>> BEGIN
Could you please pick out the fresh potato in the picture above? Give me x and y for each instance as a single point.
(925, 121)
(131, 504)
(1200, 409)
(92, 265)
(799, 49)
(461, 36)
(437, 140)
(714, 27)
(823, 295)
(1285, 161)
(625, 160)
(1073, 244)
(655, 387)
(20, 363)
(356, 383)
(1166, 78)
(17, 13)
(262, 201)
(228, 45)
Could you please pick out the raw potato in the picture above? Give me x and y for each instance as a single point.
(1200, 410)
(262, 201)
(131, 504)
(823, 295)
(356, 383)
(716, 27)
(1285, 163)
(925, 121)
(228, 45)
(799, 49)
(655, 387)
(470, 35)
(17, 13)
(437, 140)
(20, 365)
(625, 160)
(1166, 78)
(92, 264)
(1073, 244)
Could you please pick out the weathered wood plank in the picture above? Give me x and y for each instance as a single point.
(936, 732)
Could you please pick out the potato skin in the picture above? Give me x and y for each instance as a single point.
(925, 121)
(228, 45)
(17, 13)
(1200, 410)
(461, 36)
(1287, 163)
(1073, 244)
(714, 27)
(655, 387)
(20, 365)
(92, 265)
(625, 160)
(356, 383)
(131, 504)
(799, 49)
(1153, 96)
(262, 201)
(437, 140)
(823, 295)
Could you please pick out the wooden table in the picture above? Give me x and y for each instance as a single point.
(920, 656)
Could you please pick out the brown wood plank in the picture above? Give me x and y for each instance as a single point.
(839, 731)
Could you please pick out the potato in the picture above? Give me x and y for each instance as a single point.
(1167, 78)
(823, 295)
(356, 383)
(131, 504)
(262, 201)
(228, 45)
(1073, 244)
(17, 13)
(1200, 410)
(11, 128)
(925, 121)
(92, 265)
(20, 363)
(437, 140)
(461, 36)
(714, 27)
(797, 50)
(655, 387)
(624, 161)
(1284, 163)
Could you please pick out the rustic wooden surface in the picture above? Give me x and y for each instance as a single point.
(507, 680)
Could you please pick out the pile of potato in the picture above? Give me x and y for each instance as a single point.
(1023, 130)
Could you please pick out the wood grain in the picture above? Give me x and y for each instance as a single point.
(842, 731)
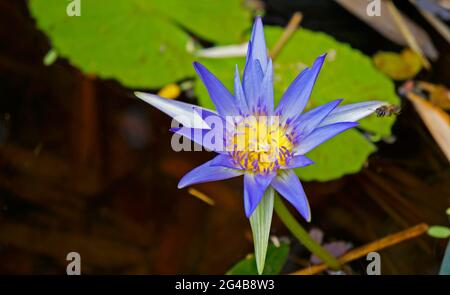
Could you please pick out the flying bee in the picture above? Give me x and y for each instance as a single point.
(388, 110)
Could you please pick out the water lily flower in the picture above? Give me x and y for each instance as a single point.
(287, 139)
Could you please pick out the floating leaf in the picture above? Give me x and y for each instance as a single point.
(439, 232)
(141, 43)
(401, 66)
(275, 260)
(50, 57)
(347, 73)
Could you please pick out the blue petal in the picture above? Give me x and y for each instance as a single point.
(239, 93)
(225, 161)
(296, 96)
(298, 161)
(321, 135)
(267, 88)
(206, 173)
(309, 121)
(254, 187)
(221, 97)
(252, 81)
(289, 186)
(352, 112)
(258, 44)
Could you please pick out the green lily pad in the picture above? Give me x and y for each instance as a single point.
(275, 260)
(141, 43)
(347, 73)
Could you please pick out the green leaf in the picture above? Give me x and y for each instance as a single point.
(141, 43)
(399, 66)
(260, 222)
(276, 258)
(347, 73)
(439, 232)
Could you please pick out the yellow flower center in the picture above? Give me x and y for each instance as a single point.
(260, 144)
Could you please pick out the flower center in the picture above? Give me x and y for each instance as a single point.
(260, 144)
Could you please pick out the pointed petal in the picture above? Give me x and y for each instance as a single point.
(321, 135)
(206, 173)
(352, 112)
(267, 88)
(298, 161)
(309, 121)
(239, 93)
(258, 43)
(225, 161)
(186, 114)
(252, 81)
(289, 186)
(296, 96)
(260, 222)
(254, 187)
(221, 97)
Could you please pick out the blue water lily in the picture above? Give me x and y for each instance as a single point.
(291, 133)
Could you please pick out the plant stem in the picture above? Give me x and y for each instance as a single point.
(302, 235)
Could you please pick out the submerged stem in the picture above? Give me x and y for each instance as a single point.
(302, 235)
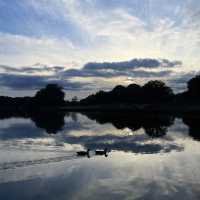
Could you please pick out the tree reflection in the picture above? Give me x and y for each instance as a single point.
(154, 125)
(193, 124)
(52, 122)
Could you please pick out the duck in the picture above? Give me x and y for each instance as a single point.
(102, 152)
(83, 153)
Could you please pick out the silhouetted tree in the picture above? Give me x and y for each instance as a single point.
(51, 95)
(156, 91)
(193, 124)
(194, 87)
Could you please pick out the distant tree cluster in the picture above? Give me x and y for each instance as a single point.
(153, 92)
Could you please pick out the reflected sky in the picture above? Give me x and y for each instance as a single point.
(37, 165)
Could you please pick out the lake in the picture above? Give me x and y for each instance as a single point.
(148, 157)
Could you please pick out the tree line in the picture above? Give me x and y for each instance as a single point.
(153, 92)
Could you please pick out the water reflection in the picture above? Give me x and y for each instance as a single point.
(149, 156)
(106, 130)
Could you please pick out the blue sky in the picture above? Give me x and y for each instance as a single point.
(71, 33)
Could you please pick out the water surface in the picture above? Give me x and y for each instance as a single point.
(150, 157)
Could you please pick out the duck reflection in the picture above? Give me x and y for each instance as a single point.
(102, 152)
(83, 153)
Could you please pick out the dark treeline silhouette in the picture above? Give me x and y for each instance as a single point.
(50, 96)
(153, 92)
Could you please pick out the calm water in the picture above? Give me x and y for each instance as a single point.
(150, 157)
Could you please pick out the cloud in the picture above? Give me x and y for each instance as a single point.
(113, 30)
(37, 76)
(132, 68)
(132, 64)
(35, 82)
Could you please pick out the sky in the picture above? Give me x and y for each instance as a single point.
(88, 45)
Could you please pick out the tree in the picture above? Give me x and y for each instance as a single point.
(51, 95)
(156, 91)
(194, 86)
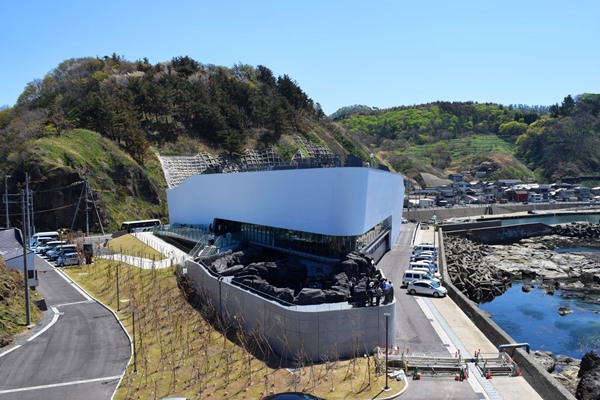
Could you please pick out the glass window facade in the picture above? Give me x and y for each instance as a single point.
(332, 247)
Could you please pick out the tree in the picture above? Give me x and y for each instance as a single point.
(512, 129)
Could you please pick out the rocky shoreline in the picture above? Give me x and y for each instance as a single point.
(483, 272)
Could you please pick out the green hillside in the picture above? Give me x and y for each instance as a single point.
(519, 142)
(12, 305)
(104, 120)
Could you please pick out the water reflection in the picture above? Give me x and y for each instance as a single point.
(533, 318)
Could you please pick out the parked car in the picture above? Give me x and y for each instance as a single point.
(421, 247)
(424, 264)
(436, 275)
(411, 276)
(430, 258)
(56, 252)
(68, 259)
(427, 287)
(43, 249)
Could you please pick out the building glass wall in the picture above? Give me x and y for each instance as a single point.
(333, 247)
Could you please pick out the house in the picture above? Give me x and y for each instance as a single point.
(563, 194)
(507, 183)
(315, 214)
(11, 250)
(583, 193)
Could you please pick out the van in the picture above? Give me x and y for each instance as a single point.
(427, 270)
(423, 264)
(42, 250)
(60, 250)
(37, 238)
(68, 259)
(424, 256)
(420, 248)
(410, 276)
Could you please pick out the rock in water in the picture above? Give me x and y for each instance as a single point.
(589, 371)
(564, 311)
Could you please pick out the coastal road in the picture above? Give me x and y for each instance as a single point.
(81, 353)
(415, 331)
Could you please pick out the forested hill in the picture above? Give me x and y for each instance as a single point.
(106, 118)
(62, 127)
(547, 143)
(135, 102)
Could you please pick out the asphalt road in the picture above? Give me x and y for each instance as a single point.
(414, 330)
(82, 355)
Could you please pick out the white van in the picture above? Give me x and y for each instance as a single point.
(418, 249)
(427, 270)
(58, 251)
(423, 264)
(411, 275)
(68, 259)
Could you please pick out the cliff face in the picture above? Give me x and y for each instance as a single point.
(118, 187)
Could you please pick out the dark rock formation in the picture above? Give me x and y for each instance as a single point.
(589, 374)
(582, 230)
(477, 280)
(283, 279)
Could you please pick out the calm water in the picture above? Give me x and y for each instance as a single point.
(553, 219)
(533, 318)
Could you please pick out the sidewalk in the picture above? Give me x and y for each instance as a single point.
(450, 321)
(173, 256)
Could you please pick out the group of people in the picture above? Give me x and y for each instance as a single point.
(377, 288)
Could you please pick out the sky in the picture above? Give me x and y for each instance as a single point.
(341, 53)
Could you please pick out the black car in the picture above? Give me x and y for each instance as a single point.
(292, 396)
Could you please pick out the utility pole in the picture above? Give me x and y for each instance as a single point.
(6, 199)
(25, 270)
(387, 347)
(28, 232)
(87, 208)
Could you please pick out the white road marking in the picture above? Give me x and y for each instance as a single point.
(8, 351)
(108, 378)
(54, 319)
(69, 281)
(77, 302)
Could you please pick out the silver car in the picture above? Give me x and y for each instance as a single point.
(427, 287)
(68, 259)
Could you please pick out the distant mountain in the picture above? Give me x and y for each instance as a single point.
(104, 119)
(545, 143)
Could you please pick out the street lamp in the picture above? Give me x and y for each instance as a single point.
(387, 345)
(6, 198)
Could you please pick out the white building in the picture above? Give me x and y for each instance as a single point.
(341, 208)
(322, 212)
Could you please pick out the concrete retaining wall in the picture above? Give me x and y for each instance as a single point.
(504, 234)
(543, 383)
(312, 333)
(472, 225)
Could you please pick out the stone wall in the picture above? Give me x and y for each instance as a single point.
(535, 374)
(505, 234)
(311, 333)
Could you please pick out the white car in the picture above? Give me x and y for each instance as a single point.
(68, 259)
(427, 287)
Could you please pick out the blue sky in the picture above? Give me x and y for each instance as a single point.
(381, 54)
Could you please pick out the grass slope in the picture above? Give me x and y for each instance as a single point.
(180, 354)
(12, 305)
(111, 172)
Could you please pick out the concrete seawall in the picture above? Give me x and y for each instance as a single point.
(502, 234)
(546, 386)
(311, 333)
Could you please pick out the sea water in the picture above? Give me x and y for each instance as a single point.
(533, 317)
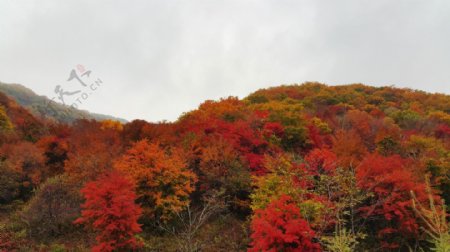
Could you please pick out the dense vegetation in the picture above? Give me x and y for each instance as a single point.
(293, 168)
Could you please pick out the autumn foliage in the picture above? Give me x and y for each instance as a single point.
(280, 227)
(111, 211)
(162, 178)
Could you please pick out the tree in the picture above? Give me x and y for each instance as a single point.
(280, 227)
(5, 122)
(161, 175)
(321, 161)
(389, 181)
(349, 148)
(110, 210)
(52, 209)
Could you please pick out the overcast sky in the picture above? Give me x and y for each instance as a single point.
(157, 59)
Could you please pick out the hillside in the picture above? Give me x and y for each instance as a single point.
(39, 105)
(305, 167)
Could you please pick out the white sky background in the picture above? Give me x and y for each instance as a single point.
(158, 59)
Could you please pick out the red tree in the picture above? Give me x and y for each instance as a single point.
>> END
_EXERCISE TASK_. Copy exactly the lines above, from the one containing "Could you please pick out the autumn" through the very last line.

_FULL ANSWER_.
Could you please pick out the autumn foliage in the picture above? Give me x and y for each instance as a single point.
(280, 227)
(111, 211)
(162, 178)
Could you please pick out the tree in the picture above? Give me x and y for each instance as a single point.
(280, 227)
(5, 122)
(161, 175)
(321, 161)
(389, 181)
(349, 148)
(110, 210)
(52, 209)
Could you please pick out the overcast sky in the picture above? Give me x and y for each instance as a single point.
(157, 59)
Could you please pick out the hillside in the picture above? Give me x and y for each instance as a single point.
(39, 105)
(305, 167)
Could you please pick out the white sky background in the picture above? Give me x and y for each instance as a single point.
(158, 59)
Could you please pick out the red tree in the picture above? Give me x and y for each instance as a single point.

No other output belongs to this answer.